#### DIRECTIVE:
Return all of the rows below with every character left unchanged.

(Segmentation mask data)

● ● ● ● ● ● ●

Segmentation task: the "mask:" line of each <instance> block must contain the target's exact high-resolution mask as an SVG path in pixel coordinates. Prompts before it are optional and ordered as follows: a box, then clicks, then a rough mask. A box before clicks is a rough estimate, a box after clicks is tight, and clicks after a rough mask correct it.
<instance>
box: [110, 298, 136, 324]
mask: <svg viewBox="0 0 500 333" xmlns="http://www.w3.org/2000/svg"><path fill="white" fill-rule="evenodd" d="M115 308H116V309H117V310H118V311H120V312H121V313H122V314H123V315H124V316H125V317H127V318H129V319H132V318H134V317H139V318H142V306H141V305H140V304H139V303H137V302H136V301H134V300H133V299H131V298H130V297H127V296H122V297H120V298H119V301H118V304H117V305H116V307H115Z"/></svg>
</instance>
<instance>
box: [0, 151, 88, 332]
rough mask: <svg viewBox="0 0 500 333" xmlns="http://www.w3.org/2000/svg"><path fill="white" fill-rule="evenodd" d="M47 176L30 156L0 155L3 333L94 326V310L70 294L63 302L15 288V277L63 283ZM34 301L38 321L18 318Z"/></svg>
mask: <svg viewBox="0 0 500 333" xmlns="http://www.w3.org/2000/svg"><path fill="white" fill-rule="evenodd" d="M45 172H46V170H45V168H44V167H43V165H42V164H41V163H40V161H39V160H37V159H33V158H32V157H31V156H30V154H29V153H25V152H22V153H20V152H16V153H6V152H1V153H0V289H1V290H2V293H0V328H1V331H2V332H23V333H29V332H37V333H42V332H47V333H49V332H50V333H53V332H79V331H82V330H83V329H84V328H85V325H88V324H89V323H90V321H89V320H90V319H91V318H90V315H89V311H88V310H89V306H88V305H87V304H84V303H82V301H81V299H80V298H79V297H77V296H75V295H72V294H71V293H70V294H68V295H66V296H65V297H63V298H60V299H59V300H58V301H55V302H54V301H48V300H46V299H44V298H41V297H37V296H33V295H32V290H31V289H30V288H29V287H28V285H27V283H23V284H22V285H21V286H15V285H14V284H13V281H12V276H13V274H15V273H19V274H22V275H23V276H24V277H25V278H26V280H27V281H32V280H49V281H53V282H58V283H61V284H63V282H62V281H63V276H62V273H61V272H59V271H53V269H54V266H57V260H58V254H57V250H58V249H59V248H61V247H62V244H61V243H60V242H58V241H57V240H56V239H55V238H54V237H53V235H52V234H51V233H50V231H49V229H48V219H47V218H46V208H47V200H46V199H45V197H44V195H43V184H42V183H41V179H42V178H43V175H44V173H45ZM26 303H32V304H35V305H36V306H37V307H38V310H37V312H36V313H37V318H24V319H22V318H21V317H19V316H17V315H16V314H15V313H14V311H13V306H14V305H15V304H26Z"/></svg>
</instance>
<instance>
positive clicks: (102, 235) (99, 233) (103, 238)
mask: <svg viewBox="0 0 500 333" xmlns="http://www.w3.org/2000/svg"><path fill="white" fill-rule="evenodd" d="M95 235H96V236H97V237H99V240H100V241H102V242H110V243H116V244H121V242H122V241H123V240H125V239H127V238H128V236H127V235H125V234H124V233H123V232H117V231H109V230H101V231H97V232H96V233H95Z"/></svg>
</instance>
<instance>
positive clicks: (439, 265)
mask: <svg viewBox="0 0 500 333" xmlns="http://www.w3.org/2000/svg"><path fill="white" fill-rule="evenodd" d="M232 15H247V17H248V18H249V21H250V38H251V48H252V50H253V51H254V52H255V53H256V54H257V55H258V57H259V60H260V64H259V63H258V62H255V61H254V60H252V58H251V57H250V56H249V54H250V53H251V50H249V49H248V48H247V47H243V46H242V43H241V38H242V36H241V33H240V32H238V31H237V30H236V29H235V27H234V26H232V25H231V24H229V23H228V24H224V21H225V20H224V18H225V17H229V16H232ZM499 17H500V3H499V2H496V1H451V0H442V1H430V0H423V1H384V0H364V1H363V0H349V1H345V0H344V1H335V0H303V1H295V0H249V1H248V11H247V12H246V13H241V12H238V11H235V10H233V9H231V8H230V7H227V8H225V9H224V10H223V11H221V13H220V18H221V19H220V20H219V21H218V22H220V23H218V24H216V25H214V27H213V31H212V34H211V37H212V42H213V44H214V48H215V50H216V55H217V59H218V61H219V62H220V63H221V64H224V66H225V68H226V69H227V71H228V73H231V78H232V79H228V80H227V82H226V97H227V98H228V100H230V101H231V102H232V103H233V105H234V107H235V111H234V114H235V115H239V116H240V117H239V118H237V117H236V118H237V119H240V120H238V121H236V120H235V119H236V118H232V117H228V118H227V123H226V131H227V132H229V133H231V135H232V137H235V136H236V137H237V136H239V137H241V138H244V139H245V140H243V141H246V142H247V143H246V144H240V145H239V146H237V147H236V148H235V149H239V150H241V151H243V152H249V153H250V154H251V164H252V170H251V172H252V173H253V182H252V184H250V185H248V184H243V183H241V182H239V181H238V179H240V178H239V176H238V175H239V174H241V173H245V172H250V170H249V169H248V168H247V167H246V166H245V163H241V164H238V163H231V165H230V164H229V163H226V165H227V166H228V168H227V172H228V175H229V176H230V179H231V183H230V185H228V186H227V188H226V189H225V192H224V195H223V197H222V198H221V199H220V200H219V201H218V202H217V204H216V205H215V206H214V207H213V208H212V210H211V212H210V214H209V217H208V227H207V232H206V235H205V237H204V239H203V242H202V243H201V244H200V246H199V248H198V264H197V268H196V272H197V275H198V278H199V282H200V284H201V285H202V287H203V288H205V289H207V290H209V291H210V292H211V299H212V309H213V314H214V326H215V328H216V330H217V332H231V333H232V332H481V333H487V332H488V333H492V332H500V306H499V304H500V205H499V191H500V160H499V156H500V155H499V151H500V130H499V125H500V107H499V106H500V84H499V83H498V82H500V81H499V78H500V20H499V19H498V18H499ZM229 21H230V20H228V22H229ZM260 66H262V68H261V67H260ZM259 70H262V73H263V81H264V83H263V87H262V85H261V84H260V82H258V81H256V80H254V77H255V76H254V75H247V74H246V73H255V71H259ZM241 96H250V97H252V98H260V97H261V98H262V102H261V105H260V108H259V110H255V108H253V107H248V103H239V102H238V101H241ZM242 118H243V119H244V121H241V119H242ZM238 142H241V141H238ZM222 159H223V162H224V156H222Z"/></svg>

● ● ● ● ● ● ●

#### SOLUTION TO THIS EXERCISE:
Segmentation task: the "mask:" line of each <instance> block must contain the target's exact high-resolution mask as an SVG path in pixel coordinates. Prompts before it are optional and ordered as follows: a box, then clicks, then a rough mask. A box before clicks is a rough estimate, a box after clicks is tight, and clicks after a rough mask correct it.
<instance>
box: [110, 298, 136, 324]
mask: <svg viewBox="0 0 500 333" xmlns="http://www.w3.org/2000/svg"><path fill="white" fill-rule="evenodd" d="M115 308H116V309H117V310H118V311H120V312H121V313H122V314H123V315H124V316H125V317H127V318H129V319H132V318H134V317H139V318H142V306H141V305H140V304H139V303H137V302H136V301H134V300H133V299H131V298H130V297H127V296H122V297H120V298H119V301H118V304H117V305H116V307H115Z"/></svg>
</instance>
<instance>
box: [0, 151, 88, 332]
rough mask: <svg viewBox="0 0 500 333" xmlns="http://www.w3.org/2000/svg"><path fill="white" fill-rule="evenodd" d="M47 176L30 156L0 155L3 333L94 326V310L70 294L63 302L15 288V277L63 283ZM34 301L38 321L18 318Z"/></svg>
mask: <svg viewBox="0 0 500 333" xmlns="http://www.w3.org/2000/svg"><path fill="white" fill-rule="evenodd" d="M45 172H46V170H45V168H44V167H43V165H42V164H41V163H40V161H39V160H37V159H33V158H32V157H31V156H30V154H29V153H25V152H22V153H20V152H16V153H6V152H1V153H0V289H1V290H2V293H0V328H1V331H2V332H23V333H29V332H37V333H42V332H47V333H49V332H50V333H53V332H79V331H82V330H83V329H84V328H85V325H88V324H89V323H90V321H89V320H90V319H91V318H90V315H89V311H88V310H89V306H88V305H87V304H84V303H82V301H81V299H80V298H79V297H77V296H75V295H72V294H71V293H70V294H68V295H66V296H65V297H63V298H60V299H59V300H58V301H55V302H54V301H48V300H46V299H44V298H41V297H37V296H33V295H32V290H31V289H30V288H29V287H28V285H27V283H23V284H22V285H21V286H15V285H14V284H13V281H12V276H13V274H15V273H19V274H22V275H23V276H24V277H25V278H26V280H27V281H32V280H49V281H53V282H58V283H61V284H63V282H62V281H63V276H62V273H61V272H59V271H53V269H54V266H57V260H58V254H57V250H58V249H59V248H61V247H62V244H61V243H60V242H58V241H57V240H56V239H55V238H54V237H53V235H52V234H51V233H50V231H49V229H48V219H47V218H46V208H47V200H46V199H45V197H44V195H43V184H42V183H41V179H42V178H43V175H44V173H45ZM26 303H32V304H35V305H36V306H37V307H38V310H37V312H36V313H37V318H24V319H22V318H21V317H19V316H17V315H16V314H15V313H14V311H13V306H14V305H15V304H26Z"/></svg>
</instance>
<instance>
positive clicks: (102, 235) (99, 233) (103, 238)
mask: <svg viewBox="0 0 500 333" xmlns="http://www.w3.org/2000/svg"><path fill="white" fill-rule="evenodd" d="M95 235H96V236H97V237H99V240H100V241H102V242H110V243H116V244H121V242H122V241H123V240H125V239H127V238H128V236H127V235H125V234H124V233H123V232H117V231H109V230H101V231H97V232H96V233H95Z"/></svg>
</instance>
<instance>
positive clicks: (439, 265)
mask: <svg viewBox="0 0 500 333" xmlns="http://www.w3.org/2000/svg"><path fill="white" fill-rule="evenodd" d="M232 15H247V17H248V18H249V21H250V38H251V48H252V50H253V51H254V52H255V53H256V54H257V55H258V57H259V60H260V64H259V63H258V62H255V61H254V60H252V58H251V57H250V56H249V54H250V53H251V50H249V49H248V48H247V47H243V46H242V43H241V38H242V36H241V33H240V32H238V31H237V30H236V29H235V27H234V26H232V25H231V24H229V23H228V24H224V21H225V20H224V18H225V17H229V16H232ZM499 17H500V3H499V2H496V1H451V0H442V1H430V0H423V1H384V0H364V1H363V0H349V1H345V0H344V1H335V0H303V1H295V0H249V1H248V11H247V12H246V13H241V12H238V11H235V10H233V9H231V8H230V7H227V8H225V9H224V10H223V11H221V13H220V18H221V19H220V20H219V21H218V22H220V23H218V24H216V25H214V27H213V31H212V34H211V37H212V42H213V44H214V48H215V50H216V55H217V59H218V61H219V62H220V63H221V64H224V66H225V68H226V69H227V71H228V73H231V78H232V79H228V80H227V82H226V97H227V98H228V100H230V101H231V102H232V103H233V105H234V107H235V111H234V114H235V115H239V116H240V117H239V118H237V117H236V118H237V119H240V120H238V121H236V120H235V119H236V118H232V117H228V118H227V123H226V131H227V132H229V133H231V135H232V137H235V136H236V137H237V136H239V137H241V138H244V139H245V140H243V141H246V142H247V143H246V144H240V145H239V146H237V147H236V148H235V149H239V150H241V151H243V152H249V153H250V154H251V164H252V170H251V172H252V173H253V182H252V184H250V185H248V184H243V183H241V182H239V181H238V179H240V178H239V176H238V175H239V174H241V173H245V172H250V170H249V169H248V168H247V167H246V166H245V163H241V164H238V163H231V165H230V164H229V163H226V165H227V166H228V168H227V172H228V175H229V176H230V179H231V183H230V185H228V186H227V188H226V189H225V192H224V195H223V197H222V198H221V199H220V200H219V201H218V202H217V204H216V205H215V206H214V207H213V208H212V210H211V212H210V214H209V217H208V227H207V232H206V235H205V237H204V239H203V242H202V243H201V244H200V246H199V248H198V264H197V268H196V272H197V275H198V278H199V282H200V284H201V285H202V287H203V288H205V289H207V290H209V291H210V292H211V299H212V309H213V314H214V326H215V328H216V330H217V332H231V333H232V332H481V333H487V332H488V333H492V332H500V306H499V304H500V205H499V191H500V160H499V156H500V155H499V151H500V130H499V125H500V107H499V106H500V84H499V83H498V82H500V81H499V78H500V20H499V19H498V18H499ZM229 21H230V20H228V22H229ZM260 66H262V68H261V67H260ZM259 70H262V73H263V81H264V83H263V87H262V85H261V84H260V82H258V81H256V80H254V77H255V76H254V75H247V74H246V73H255V71H259ZM241 96H250V97H252V98H260V97H261V98H262V102H261V105H260V108H259V110H255V108H253V107H248V103H239V102H238V101H241ZM242 118H243V119H244V121H241V119H242ZM238 142H241V141H238ZM222 159H223V162H224V156H222Z"/></svg>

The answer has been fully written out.